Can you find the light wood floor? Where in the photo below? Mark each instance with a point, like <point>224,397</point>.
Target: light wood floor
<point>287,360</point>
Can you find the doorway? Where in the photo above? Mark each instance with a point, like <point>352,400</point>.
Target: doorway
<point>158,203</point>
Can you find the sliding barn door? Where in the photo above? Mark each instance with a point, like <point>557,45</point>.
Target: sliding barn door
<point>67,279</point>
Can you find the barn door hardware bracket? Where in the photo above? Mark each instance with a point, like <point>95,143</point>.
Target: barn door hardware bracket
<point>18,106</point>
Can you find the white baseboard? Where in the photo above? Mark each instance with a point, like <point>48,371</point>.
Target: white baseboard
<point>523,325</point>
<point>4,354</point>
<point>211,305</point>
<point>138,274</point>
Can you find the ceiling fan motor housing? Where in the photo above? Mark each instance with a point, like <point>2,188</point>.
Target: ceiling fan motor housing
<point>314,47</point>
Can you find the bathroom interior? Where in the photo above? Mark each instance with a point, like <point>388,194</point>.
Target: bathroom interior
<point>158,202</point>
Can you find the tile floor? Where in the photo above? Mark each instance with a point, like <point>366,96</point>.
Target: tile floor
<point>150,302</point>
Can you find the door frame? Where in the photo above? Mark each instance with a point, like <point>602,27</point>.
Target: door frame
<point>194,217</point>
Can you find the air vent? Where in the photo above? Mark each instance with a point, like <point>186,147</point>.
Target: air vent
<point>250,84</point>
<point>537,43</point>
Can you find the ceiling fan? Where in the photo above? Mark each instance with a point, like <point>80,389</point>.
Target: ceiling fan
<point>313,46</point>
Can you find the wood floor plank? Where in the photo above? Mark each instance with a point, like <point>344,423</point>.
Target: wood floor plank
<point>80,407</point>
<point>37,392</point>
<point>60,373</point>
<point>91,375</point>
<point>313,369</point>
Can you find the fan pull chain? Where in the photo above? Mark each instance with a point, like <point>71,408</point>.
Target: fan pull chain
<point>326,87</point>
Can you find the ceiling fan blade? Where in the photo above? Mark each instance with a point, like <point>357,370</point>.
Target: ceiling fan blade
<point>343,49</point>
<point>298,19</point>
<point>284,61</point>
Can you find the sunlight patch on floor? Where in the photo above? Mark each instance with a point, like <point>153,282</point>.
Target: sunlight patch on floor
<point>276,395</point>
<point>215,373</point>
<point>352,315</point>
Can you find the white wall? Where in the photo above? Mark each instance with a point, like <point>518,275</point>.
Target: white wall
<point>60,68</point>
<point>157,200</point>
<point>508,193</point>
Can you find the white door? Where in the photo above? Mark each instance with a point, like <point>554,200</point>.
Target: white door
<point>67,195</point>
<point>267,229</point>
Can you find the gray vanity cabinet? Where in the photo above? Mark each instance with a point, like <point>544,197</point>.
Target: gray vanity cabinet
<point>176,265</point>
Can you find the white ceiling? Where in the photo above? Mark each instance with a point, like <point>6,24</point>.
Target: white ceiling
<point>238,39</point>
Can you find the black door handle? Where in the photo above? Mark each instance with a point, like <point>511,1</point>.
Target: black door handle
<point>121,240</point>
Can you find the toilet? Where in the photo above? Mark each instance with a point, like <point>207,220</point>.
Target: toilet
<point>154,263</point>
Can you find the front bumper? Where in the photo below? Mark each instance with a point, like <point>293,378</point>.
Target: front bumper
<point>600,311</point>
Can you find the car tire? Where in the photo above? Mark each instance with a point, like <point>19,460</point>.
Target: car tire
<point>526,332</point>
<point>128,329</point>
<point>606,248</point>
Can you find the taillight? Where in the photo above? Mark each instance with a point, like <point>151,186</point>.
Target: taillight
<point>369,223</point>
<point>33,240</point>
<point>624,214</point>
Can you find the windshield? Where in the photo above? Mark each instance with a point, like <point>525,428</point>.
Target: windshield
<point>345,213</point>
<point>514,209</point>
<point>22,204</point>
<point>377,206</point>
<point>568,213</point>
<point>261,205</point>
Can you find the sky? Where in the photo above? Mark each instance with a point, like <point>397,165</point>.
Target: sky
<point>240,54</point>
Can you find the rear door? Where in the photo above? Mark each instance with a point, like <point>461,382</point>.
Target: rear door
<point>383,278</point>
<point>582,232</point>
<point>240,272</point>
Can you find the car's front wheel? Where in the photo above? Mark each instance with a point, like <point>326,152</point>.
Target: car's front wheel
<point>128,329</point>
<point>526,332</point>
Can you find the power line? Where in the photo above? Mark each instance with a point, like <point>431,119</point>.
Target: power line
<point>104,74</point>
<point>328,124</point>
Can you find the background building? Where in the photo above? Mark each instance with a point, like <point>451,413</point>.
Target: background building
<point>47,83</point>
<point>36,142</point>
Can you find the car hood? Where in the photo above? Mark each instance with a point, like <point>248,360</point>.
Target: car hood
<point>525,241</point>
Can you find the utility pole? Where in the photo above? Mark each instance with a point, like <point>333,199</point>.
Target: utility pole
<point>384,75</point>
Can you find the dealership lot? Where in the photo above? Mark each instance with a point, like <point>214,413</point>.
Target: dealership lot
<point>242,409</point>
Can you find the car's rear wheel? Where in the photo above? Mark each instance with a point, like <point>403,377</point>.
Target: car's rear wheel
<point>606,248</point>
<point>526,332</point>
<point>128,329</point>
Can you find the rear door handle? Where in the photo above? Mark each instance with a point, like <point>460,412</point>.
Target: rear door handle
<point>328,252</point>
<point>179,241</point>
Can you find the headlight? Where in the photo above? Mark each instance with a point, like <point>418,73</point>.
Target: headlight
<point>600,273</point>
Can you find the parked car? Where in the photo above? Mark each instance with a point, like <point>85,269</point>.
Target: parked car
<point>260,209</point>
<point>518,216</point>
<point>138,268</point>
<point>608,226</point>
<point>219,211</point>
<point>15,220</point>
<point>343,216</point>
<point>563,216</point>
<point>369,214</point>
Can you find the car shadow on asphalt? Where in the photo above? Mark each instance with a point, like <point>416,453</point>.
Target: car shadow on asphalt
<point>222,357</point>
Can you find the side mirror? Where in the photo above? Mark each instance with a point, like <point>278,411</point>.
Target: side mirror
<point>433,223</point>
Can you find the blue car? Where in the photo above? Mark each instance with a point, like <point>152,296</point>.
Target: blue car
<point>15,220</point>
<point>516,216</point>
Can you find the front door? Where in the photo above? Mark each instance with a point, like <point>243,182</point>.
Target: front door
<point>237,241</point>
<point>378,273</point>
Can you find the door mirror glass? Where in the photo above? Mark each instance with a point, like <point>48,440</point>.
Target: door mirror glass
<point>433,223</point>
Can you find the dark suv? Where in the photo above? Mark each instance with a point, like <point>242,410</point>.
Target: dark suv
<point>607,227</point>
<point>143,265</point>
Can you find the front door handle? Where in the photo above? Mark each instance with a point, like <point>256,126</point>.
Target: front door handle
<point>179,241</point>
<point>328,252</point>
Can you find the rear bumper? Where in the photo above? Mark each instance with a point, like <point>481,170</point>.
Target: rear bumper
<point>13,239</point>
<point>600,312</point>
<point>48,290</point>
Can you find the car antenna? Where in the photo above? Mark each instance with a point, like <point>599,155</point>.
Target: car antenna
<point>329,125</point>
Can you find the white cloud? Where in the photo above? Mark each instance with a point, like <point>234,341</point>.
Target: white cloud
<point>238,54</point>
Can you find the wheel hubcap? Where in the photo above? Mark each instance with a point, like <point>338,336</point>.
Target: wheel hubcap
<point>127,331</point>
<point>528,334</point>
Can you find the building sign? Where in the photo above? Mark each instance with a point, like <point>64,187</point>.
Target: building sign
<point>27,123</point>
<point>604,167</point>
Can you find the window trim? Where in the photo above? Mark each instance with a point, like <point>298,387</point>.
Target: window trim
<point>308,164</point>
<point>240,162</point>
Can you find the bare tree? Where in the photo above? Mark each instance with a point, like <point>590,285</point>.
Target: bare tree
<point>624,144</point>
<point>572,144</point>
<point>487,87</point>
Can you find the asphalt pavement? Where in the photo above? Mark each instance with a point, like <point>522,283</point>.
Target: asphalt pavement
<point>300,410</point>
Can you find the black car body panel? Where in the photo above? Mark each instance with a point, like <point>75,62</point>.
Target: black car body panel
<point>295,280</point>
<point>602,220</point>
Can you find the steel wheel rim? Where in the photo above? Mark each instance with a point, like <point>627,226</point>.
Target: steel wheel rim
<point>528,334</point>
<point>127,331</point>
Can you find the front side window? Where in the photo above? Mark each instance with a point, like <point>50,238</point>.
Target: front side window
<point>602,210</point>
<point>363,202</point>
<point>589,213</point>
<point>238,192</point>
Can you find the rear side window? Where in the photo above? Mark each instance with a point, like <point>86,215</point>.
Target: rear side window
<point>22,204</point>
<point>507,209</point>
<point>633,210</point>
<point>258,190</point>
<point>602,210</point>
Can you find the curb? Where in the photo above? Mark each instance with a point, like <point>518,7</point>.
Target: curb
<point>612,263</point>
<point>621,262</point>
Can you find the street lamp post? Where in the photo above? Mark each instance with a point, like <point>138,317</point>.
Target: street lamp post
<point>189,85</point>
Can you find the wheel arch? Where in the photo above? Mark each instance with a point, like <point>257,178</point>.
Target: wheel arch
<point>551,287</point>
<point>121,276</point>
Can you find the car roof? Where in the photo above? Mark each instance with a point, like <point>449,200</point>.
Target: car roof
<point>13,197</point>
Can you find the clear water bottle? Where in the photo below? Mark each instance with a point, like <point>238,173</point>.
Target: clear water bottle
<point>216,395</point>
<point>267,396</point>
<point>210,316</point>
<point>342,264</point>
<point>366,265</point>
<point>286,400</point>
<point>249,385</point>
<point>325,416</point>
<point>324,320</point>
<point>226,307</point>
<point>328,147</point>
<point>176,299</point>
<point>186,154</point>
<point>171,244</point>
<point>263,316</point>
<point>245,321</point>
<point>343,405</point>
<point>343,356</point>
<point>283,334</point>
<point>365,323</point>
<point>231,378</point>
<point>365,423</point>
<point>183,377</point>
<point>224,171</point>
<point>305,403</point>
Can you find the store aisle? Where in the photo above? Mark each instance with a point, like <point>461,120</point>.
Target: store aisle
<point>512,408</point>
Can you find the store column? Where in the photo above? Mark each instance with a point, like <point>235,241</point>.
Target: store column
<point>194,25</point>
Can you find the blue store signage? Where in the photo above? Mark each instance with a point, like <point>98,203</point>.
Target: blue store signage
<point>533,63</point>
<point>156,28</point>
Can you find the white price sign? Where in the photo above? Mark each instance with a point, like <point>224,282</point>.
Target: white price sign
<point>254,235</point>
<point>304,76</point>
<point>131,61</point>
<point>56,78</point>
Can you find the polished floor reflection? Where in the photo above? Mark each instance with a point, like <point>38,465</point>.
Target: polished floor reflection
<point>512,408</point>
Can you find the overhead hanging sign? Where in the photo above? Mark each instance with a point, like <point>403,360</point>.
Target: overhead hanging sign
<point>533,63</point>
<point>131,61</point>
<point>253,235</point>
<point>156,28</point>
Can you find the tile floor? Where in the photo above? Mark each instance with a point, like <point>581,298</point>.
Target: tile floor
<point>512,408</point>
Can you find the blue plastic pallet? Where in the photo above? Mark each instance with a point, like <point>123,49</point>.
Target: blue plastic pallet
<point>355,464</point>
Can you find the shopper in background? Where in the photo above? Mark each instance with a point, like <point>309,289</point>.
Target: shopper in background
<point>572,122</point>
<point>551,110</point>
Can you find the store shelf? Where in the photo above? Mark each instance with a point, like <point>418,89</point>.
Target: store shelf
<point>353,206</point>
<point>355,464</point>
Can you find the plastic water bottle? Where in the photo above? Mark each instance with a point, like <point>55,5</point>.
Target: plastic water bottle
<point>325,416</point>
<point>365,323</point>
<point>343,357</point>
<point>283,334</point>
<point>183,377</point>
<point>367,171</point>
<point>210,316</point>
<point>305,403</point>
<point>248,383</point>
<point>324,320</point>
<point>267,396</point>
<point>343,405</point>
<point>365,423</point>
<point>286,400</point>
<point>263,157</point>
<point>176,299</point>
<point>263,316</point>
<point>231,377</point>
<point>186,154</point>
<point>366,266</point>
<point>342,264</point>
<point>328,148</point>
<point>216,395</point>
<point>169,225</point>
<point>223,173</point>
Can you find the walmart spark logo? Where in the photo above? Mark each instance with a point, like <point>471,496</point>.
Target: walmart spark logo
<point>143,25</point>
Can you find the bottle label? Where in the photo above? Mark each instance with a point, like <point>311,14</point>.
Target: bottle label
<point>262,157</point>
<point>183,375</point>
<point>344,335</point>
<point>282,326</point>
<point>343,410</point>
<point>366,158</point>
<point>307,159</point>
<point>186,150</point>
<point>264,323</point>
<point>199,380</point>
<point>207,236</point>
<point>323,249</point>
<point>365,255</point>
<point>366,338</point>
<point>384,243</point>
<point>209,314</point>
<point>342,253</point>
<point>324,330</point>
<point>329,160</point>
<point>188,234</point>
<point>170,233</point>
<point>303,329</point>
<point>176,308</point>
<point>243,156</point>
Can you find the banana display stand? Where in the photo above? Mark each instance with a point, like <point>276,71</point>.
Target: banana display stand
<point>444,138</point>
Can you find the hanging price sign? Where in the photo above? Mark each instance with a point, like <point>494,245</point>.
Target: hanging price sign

......

Lines above containing "below": give their number only.

3